WHAT YOU WILL DO → Carry on the Ontario securities order revoking the cease trade order on Library Information Software Corp., picking up right after the final sentence shown.

EXCERPT TO READ →
Library Information Software Corp. - s. 144

Order

Headnote

Section 144 - application for revocation of cease trade order - issuer subject to cease trade order as a result of its failure to file with the Commission annual and interim financial statements - issuer has brought filings up to date - full revocation granted.

Applicable Ontario Statutory Provisions

Securities Act, R.S.O., c. S.5, as am., ss. 127(1), 127(5), 144.

IN THE MATTER OF

THE SECURITIES ACT,

R.S.O. 1990, c. S.5 AS AMENDED

(THE "ACT")

AND

IN THE MATTER OF

LIBRARY INFORMATION SOFTWARE CORP.

 

ORDER

(Section 144)

WHEREAS the securities of Library Information Software Corp. (the "Company") are subject to a cease trade order made by the Director dated May 6, 2003 pursuant to subsection 127(1) of the Securities Act (Ontario) (the "Act"), which order was made in connection with a temporary cease trade order made by the Director dated April 24, 2003 pursuant to subsections 127(1) and 127(5) of the Act (collectively, the "Cease Trade Order") directing that trading in the securities of the Company cease unless revoked by a further order of revocation;

AND WHEREAS the Company has applied to the Ontario Securities Commission (the "Commission") pursuant to Section 144 of the Act (the "Application") for a revocation of the Cease Trade Order;

AND WHEREAS the Company has represented to the Commission that:

1. The Company was formed under the Business Corporations Act (Ontario) on February 5, 1999 as a result of the amalgamation of Library Information Software Corp. and 1337387 Ontario Inc.

Data items:
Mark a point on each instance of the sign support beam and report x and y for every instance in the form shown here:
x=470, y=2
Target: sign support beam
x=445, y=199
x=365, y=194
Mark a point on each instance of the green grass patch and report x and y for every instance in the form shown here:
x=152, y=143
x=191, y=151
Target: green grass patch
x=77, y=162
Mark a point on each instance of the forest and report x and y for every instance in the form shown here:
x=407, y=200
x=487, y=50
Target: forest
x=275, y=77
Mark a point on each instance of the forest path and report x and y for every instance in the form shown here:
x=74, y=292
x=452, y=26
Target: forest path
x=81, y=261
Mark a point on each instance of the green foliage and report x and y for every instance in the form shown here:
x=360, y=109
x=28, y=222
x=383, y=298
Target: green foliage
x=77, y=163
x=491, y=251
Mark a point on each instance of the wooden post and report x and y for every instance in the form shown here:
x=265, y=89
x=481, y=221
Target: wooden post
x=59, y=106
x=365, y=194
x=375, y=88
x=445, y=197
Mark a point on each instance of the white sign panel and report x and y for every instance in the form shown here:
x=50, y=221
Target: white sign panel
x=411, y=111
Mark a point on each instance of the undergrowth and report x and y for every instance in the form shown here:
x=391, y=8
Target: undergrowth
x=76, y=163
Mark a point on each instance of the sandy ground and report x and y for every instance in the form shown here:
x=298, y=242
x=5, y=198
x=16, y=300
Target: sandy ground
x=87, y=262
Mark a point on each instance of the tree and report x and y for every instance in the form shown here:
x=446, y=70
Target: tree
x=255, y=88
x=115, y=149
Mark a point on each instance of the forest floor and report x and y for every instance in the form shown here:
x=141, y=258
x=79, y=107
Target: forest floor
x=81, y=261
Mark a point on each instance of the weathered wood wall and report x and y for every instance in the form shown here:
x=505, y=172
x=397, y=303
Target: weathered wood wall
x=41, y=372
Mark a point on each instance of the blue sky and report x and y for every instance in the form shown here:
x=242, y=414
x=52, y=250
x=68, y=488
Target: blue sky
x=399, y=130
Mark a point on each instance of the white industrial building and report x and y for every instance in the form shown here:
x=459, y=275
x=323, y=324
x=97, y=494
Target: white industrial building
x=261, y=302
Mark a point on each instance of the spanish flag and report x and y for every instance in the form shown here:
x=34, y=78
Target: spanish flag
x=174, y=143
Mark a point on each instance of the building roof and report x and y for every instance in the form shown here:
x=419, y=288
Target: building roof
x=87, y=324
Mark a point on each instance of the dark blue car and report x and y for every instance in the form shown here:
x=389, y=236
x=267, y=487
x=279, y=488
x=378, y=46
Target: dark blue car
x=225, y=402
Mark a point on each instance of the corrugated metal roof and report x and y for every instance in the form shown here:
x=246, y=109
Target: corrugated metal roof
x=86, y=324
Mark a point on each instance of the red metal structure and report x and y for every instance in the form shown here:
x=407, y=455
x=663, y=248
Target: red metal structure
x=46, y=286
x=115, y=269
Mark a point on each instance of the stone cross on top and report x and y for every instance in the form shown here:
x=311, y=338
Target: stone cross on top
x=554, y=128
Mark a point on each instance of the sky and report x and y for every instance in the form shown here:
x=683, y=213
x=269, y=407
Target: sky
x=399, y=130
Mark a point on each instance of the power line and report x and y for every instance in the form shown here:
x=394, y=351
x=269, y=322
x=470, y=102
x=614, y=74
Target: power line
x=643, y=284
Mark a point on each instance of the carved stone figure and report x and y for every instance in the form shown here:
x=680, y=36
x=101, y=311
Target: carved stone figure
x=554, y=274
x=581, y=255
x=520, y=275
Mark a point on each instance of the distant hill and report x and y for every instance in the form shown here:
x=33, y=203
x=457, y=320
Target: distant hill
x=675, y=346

RESPONSE →
2. The Company is a "reporting issuer" under the securities legislation of the Province of Ontario. The Company is not a reporting issuer in any other jurisdiction in Canada.

3. The Company currently has no securities of any class listed for trading on any stock exchange recognized by the Commission. The Class A Shares were added to the Canadian Dealer Network for trade reporting on November 27, 1997 but its application for quotation was denied on December 14, 1999.

4. The authorized share capital of the Company consists of an unlimited number of common shares, an unlimited number of Class A shares and an unlimited number of Class B preferred shares. As at the date hereof, 754,936 common shares (the "Common Shares") and 10,357,716 Class A shares are issued and outstanding on a diluted basis and no Class B preferred shares are issued and outstanding.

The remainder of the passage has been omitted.